Na primeira etapa da persecução criminal caberá a ele preservar as liberdades públicas das pessoas envolvidas, condicionando a intervenção dos órgãos estatais de persecução no âmbito destas liberdades à prova da necessidade e utilidade da compressão dos direitos e, mesmo assim, definindo restritivamente (em profundidade e extensão) as fronteiras da intervenção (prisão, interceptação das comunicações telefônicas, busca e apreensão etc.).

No segundo momento caberá a este juiz avaliar se a acusação realmente tem uma causa penal. Em outras palavras, se o Ministério Público tem justa causa para acionar o acusado, se há base para supor verídica a imputação, se ela é viável, se pode ser provada com os meios de prova propostos pela acusação e, finalmente, se a aquisição das informações que configuram a alegada justa causa obedeceu aos rigores constitucionais e legais.
********************
_Enunciado do exercício:_
As afirmações abaixo concordam com o trecho sobre a atuação do juiz na persecução criminal? Responda sim ou não a cada uma e cite literalmente as palavras do trecho que decidem a resposta.
1. Na primeira etapa, cabe ao juiz preservar as liberdades públicas das pessoas envolvidas.
2. No segundo momento, o juiz avalia se a acusação realmente tem uma causa penal.
3. A intervenção dos órgãos estatais de persecução nessas liberdades não depende de prova da sua necessidade.
Os dados a seguir não têm relação com o trecho.

(Registros de dados)
********************
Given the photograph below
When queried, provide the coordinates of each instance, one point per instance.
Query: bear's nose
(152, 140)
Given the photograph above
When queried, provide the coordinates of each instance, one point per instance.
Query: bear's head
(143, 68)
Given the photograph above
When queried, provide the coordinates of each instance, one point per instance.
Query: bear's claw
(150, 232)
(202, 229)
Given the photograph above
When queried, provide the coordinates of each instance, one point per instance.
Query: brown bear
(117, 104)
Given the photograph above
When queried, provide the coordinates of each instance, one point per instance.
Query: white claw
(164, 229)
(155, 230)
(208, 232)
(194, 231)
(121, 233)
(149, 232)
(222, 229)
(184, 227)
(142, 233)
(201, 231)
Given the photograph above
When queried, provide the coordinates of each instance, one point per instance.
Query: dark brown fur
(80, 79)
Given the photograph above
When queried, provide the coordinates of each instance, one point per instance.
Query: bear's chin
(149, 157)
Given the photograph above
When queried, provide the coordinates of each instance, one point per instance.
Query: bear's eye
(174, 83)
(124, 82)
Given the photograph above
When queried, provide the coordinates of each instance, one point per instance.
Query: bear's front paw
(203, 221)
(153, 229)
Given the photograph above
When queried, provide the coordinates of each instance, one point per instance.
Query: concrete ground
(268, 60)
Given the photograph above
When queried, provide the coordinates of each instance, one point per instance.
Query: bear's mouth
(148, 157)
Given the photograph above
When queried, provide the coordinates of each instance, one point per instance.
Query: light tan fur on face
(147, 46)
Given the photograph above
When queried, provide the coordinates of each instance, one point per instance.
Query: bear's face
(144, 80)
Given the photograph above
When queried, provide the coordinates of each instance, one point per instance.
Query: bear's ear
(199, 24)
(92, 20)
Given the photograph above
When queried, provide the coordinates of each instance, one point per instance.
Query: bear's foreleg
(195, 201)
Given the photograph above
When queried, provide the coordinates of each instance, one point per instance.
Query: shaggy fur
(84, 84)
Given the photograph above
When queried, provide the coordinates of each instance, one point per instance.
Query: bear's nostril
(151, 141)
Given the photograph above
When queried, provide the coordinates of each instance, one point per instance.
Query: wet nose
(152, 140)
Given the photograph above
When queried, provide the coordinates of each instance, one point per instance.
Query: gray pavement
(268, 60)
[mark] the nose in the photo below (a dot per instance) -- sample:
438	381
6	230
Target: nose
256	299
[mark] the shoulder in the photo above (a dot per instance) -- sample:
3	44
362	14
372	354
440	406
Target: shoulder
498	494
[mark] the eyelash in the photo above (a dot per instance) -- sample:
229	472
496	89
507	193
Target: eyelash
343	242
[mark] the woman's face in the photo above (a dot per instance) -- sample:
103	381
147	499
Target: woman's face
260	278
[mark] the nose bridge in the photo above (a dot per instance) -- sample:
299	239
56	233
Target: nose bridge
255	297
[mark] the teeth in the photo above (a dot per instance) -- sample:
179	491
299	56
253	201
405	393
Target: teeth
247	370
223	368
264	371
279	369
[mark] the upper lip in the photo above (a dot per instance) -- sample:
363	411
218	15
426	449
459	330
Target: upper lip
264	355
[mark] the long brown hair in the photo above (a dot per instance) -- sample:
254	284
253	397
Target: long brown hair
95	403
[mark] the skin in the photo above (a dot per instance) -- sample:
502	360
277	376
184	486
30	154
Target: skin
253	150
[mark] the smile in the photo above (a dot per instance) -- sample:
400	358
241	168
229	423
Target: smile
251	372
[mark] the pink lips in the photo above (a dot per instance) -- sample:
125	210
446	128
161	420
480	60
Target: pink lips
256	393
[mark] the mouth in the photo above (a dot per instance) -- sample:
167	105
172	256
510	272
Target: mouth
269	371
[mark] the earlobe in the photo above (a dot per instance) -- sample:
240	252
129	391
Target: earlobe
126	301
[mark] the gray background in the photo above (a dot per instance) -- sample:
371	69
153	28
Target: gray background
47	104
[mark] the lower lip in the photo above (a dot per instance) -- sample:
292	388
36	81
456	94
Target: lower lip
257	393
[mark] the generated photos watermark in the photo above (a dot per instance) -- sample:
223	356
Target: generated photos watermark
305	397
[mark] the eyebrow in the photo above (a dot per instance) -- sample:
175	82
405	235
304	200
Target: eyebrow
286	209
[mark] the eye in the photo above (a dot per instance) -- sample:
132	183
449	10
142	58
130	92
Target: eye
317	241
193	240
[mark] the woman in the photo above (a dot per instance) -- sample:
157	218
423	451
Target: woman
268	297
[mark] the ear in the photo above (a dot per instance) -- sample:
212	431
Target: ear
********************
_Resposta escrita:_
1. Sim: "caberá a ele preservar as liberdades públicas das pessoas envolvidas".
2. Sim: "caberá a este juiz avaliar se a acusação realmente tem uma causa penal".
3. Não: "condicionando a intervenção dos órgãos estatais de persecução no âmbito destas liberdades à prova da necessidade e utilidade da compressão dos direitos".